- Exercise description: After finding the line that contains "Objective - one point per instance of the pink blossom" in the entries below, retype it and every following line precisely, the last included.

__________________________________________________

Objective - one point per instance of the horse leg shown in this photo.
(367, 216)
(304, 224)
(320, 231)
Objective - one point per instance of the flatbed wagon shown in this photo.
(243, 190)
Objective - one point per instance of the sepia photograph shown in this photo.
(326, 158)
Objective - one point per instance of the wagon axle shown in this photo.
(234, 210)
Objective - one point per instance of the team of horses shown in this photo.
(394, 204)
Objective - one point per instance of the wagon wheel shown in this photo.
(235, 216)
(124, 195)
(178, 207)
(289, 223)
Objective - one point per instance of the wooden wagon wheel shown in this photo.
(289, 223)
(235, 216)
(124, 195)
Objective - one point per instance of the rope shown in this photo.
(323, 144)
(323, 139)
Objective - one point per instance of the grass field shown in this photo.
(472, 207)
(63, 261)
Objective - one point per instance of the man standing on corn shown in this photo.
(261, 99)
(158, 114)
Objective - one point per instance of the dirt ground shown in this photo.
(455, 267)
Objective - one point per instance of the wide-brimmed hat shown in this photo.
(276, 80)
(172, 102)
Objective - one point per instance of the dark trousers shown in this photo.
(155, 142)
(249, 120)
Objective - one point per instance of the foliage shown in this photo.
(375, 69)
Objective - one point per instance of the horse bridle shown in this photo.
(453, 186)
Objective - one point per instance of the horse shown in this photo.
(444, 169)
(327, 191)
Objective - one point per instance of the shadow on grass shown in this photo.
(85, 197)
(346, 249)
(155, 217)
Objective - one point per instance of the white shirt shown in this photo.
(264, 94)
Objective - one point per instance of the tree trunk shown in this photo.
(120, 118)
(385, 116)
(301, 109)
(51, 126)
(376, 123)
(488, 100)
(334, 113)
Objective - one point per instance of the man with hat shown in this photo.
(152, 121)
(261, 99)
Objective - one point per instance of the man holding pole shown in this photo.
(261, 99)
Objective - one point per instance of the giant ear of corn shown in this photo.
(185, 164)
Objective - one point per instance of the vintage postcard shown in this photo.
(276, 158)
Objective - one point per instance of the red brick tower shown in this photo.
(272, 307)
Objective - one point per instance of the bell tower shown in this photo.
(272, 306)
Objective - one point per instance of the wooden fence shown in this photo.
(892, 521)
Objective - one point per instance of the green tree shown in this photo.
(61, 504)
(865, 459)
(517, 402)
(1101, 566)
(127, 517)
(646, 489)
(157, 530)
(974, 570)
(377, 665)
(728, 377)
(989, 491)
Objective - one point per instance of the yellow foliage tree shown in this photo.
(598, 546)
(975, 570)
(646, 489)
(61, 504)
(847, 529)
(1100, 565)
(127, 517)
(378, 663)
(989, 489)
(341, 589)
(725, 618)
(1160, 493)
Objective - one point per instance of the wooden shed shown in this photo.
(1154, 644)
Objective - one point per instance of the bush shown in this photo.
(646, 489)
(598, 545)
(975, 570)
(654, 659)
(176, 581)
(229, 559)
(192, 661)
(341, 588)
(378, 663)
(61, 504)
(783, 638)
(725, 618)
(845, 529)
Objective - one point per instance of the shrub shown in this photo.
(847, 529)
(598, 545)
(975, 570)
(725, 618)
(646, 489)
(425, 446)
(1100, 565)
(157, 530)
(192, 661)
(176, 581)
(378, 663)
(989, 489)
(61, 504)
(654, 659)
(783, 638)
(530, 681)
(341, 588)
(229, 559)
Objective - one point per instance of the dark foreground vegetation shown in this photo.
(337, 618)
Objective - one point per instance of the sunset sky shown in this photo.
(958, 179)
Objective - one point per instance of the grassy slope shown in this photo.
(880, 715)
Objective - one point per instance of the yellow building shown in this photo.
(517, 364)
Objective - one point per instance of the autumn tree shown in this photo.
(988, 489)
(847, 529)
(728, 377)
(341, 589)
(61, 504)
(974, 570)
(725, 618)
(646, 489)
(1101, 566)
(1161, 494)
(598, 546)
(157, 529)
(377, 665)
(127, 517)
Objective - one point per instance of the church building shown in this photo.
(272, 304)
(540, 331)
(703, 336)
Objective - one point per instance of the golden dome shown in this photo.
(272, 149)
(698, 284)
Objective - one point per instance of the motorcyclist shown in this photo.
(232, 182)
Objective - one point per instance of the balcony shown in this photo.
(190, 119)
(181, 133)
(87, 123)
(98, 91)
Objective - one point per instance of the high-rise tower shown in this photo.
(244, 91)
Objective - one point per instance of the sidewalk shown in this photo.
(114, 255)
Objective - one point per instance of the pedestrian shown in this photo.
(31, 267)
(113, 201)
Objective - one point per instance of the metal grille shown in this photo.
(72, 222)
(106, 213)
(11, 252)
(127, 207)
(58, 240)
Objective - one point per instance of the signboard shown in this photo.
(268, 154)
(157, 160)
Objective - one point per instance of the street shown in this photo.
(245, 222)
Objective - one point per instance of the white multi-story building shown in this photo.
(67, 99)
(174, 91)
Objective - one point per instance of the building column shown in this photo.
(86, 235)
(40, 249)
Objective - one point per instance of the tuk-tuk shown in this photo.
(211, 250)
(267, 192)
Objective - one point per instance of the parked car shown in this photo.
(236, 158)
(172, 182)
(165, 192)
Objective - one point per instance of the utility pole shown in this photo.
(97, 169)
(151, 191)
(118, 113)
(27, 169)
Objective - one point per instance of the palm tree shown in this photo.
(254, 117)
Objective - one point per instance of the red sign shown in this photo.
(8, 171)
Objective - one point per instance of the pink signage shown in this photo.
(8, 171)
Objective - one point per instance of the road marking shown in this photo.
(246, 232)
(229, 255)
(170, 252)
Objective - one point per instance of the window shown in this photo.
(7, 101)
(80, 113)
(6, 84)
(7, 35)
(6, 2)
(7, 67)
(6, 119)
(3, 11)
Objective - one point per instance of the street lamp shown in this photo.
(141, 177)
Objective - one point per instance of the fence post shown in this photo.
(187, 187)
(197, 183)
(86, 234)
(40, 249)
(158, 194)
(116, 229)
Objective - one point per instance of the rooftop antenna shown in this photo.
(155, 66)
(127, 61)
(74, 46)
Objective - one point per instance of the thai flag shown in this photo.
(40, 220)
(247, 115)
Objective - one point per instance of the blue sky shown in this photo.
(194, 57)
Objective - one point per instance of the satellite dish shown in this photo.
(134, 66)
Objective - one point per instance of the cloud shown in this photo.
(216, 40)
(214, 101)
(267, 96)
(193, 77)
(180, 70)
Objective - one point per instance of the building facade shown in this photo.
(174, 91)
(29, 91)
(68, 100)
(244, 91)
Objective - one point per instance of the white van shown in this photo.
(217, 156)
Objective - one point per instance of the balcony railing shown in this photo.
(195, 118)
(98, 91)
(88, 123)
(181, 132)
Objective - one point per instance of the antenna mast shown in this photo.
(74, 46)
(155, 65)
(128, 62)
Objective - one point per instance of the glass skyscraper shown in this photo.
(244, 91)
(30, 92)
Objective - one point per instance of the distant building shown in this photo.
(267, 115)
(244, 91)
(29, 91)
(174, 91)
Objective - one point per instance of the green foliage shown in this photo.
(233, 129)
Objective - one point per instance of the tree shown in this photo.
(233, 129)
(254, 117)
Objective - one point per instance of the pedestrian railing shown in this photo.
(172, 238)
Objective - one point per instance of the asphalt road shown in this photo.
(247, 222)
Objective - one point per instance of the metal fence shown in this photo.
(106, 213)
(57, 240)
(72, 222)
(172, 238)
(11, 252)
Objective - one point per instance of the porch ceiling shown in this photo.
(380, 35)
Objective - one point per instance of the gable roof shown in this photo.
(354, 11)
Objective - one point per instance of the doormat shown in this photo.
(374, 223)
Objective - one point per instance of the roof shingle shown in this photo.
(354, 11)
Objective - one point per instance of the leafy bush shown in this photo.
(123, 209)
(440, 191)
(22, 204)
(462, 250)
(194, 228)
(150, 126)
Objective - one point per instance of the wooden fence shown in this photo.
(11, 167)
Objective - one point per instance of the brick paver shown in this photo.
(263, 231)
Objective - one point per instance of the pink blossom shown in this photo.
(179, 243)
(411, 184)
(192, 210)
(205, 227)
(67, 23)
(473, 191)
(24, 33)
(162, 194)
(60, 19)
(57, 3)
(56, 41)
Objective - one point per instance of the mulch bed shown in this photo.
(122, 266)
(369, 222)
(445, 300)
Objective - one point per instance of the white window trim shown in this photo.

__________________________________________________

- Solution to the exercise:
Objective - one point per instance of the pink blossom shown in this photo.
(179, 243)
(411, 184)
(192, 210)
(205, 227)
(67, 23)
(473, 191)
(24, 33)
(162, 194)
(60, 19)
(57, 3)
(56, 41)
Objective - one point per instance of the mulch bed shown in this photo.
(122, 266)
(369, 222)
(445, 300)
Objective - one point per instance of the white window trim shown in this photo.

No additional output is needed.